- _Entries provided_
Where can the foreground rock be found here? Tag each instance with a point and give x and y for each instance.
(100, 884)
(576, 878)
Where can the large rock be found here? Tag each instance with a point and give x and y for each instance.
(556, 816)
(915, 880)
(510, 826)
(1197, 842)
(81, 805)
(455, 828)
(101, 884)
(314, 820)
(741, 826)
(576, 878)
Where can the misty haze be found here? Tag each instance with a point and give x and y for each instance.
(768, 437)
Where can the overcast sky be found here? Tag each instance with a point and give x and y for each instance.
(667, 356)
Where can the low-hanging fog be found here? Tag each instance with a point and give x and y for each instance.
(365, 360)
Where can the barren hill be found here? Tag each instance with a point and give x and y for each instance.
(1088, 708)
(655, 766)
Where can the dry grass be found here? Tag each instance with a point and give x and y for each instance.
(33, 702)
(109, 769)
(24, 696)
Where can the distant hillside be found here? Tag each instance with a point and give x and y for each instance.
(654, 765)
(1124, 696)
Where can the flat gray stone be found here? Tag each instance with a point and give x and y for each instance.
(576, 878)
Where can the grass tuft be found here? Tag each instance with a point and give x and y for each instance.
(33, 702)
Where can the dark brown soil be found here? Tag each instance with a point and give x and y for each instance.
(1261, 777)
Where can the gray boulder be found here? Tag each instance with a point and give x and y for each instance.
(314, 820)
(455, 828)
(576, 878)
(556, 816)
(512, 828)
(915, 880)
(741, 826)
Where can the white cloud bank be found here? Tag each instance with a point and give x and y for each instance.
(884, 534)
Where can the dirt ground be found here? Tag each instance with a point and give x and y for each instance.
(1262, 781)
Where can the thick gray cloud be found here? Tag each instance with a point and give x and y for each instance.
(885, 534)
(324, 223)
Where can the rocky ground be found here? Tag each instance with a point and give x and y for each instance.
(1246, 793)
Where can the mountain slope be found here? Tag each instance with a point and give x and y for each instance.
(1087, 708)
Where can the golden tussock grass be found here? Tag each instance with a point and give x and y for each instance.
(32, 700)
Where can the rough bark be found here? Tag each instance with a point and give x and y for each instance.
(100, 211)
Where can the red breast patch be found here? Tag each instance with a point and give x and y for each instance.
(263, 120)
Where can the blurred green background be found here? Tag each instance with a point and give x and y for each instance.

- _What to do_
Output every one of the rows above as a Markdown table with two columns, n for the row number and Line for the row itself. Skip any blank lines.

- _Complete response_
| n | Line |
|---|---|
| 1 | Where can the foreground rock be found here? Tag each instance with a point and give x and y for each instance. |
| 2 | (100, 884) |
| 3 | (576, 878) |
| 4 | Where can the large rock be found here? Tag each instance with a point and give x and y for each instance. |
| 5 | (556, 816) |
| 6 | (915, 880) |
| 7 | (510, 826) |
| 8 | (1197, 842) |
| 9 | (81, 805) |
| 10 | (455, 828) |
| 11 | (101, 884) |
| 12 | (314, 820) |
| 13 | (741, 826) |
| 14 | (576, 878) |
| 15 | Where can the misty haze be found here? Tag each instance with a point and give x and y for each instance. |
| 16 | (768, 437) |
| 17 | Where can the overcast sky be found here? Tag each instance with a point and give x and y for each instance. |
| 18 | (667, 356) |
| 19 | Where can the low-hanging fog be found here? Tag each instance with a point and give x and y for each instance. |
| 20 | (365, 360) |
| 21 | Where can the barren hill be found here? Tag each instance with a point and give x and y for each instance. |
| 22 | (1088, 708) |
| 23 | (655, 766) |
| 24 | Where can the dry grass be found here? Tag each instance with a point and give x and y for each instance. |
| 25 | (33, 702) |
| 26 | (109, 769) |
| 27 | (24, 696) |
| 28 | Where can the distant hillside be found here? Tag each instance with a point and give x and y for each instance. |
| 29 | (654, 765) |
| 30 | (1124, 696) |
| 31 | Where can the flat gray stone be found here? Tag each instance with a point and give x and y for each instance. |
| 32 | (576, 878) |
| 33 | Where can the grass tuft be found here? Tag each instance with a point and give x and y for each instance. |
| 34 | (33, 702) |
| 35 | Where can the dark brown soil be found here? Tag each instance with a point and give x and y for each instance. |
| 36 | (1261, 777) |
| 37 | Where can the gray boulder be found here? Tag each instance with a point and give x and y for each instance. |
| 38 | (314, 820) |
| 39 | (455, 828) |
| 40 | (576, 878) |
| 41 | (556, 816) |
| 42 | (512, 828) |
| 43 | (915, 880) |
| 44 | (741, 826) |
| 45 | Where can the white cloud bank be found here? Tag each instance with a point and give x and y for each instance. |
| 46 | (884, 534) |
| 47 | Where can the dirt ground be found here? Tag each instance with a point and give x and y for each instance. |
| 48 | (1262, 781) |
| 49 | Where can the thick gray cloud be found here? Tag each instance with a point and give x and y for each instance. |
| 50 | (885, 534) |
| 51 | (324, 223) |
| 52 | Where can the rocky ground be found here? Tag each instance with a point and give x and y for each instance. |
| 53 | (1246, 793) |
| 54 | Where can the mountain slope be found here? Tag each instance with a point and give x and y for each instance. |
| 55 | (1087, 708) |
| 56 | Where can the golden tussock grass be found here? Tag each instance with a point and give x and y for each instance. |
| 57 | (32, 700) |
| 58 | Where can the rough bark be found here? Tag each instance with a point and give x and y for each instance. |
| 59 | (100, 211) |
| 60 | Where can the red breast patch be found here? Tag each instance with a point and give x and y for each instance. |
| 61 | (263, 120) |
| 62 | Where can the blurred green background be found here? Tag each instance with a point and give x and y for each instance. |